--- Dataset records ---

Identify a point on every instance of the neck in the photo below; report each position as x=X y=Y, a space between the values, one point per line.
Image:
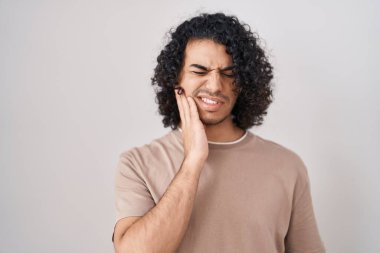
x=225 y=132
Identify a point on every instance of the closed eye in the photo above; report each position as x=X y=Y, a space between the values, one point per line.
x=228 y=75
x=199 y=73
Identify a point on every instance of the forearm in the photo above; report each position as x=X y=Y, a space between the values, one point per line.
x=163 y=227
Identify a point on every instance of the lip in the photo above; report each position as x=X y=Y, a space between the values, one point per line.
x=209 y=107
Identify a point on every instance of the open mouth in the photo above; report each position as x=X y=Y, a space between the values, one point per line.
x=209 y=104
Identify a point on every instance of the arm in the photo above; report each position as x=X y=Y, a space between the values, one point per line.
x=303 y=235
x=162 y=228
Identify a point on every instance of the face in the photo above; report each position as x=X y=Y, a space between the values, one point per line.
x=207 y=76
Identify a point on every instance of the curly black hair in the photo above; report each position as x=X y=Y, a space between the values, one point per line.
x=253 y=72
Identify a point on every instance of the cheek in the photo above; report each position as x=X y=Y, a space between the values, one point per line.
x=190 y=84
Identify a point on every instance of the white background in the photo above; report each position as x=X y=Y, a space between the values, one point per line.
x=75 y=92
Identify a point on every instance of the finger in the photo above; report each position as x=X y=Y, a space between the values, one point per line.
x=180 y=107
x=186 y=108
x=193 y=109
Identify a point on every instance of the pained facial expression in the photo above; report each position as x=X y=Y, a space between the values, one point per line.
x=207 y=75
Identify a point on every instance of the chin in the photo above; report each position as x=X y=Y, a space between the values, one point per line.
x=211 y=121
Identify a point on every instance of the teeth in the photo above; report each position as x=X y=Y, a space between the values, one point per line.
x=209 y=101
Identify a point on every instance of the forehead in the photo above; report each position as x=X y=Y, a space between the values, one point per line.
x=207 y=53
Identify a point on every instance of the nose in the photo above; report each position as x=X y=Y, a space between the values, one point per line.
x=214 y=82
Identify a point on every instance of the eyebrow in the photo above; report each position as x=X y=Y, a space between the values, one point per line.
x=205 y=68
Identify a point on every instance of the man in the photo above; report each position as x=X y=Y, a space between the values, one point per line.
x=210 y=185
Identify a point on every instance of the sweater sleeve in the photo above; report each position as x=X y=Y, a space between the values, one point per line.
x=303 y=235
x=132 y=197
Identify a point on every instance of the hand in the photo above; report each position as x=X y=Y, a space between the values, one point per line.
x=193 y=131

---

• Your task
Update the listing by replacing every occurrence of "report each position" with "give each location" and leaving everything else unchanged. Omit the pictures from your answer.

• Written answer
Identify a point on every instance of the neck in the photo below; give each location as x=X y=Y, a space between the values, one point per line.
Image:
x=225 y=132
Identify a point on every instance of the closed eye in the photo above; give each location as x=X y=Y, a space between the values, one point per line.
x=228 y=75
x=199 y=73
Identify a point on every instance of the forearm in the photo above; give each location as x=X y=Y, a space between the values, one point per line.
x=163 y=227
Identify a point on every instance of the lip in the photo above; give each location as x=X y=Y, a space between the values, one point per line.
x=209 y=107
Identify a point on every instance of the open mouth in the photo above; give each location as x=X y=Y, a space between the values, one point per line.
x=209 y=104
Identify a point on every instance of the arm in the photo above; give each location as x=X y=Y, a space between the values, one point per line.
x=303 y=235
x=162 y=228
Identify a point on every instance of the face in the photo above; give each location as x=X y=Y, a space between the values, one point per line.
x=207 y=76
Identify a point on every instance of the curly black hair in the photo above; give each location as x=X y=Y, a space between the values, one point per line.
x=253 y=72
Identify a point on every instance of the cheek in the photo above; give each location as x=X y=Y, a space between the values, one point per line.
x=190 y=84
Identify a point on every instance of the white background in the photo above; give each location as x=X y=Y, a space between the values, one point per line.
x=75 y=92
Identify a point on every instance of the finger in the photo above; give each location as x=X y=Y, a space between the values, one point per line.
x=180 y=107
x=186 y=108
x=193 y=109
Identify a point on every instance of the pained facial expression in the photo above; give each location as x=X y=Y, a space between the values, one point per line.
x=207 y=75
Identify a point on every instance of the chin in the photo above; give each location as x=X y=Y, a space between the values, one point per line.
x=211 y=121
Identify a point on every instance of the teeth in the photo above; give each location as x=X y=Y, a space between the values, one point per line.
x=209 y=101
Identify a point on every instance of the forehead in the photo above; give each location as x=X y=Y, a space between the values, one point per line.
x=207 y=53
Identify a point on every instance of the nose in the photo above; give each location as x=X y=Y, a space between the values, one point per line.
x=214 y=82
Identify a point on every instance of the eyebrow in the photo above; give each location as x=X y=Y, a space between the values, one point per line.
x=205 y=68
Identify a point on every instance of the man in the photo above; give each location as x=X y=Y, a space between the values, one point per line.
x=210 y=185
Identify a point on every instance of the sweater sleeve in the photo above; give each location as x=X y=Y, a space between the values, one point per line.
x=303 y=235
x=132 y=197
Identify a point on every instance of the hand in the photo above; give each location as x=X y=Y, a space between the values, one point per line.
x=193 y=131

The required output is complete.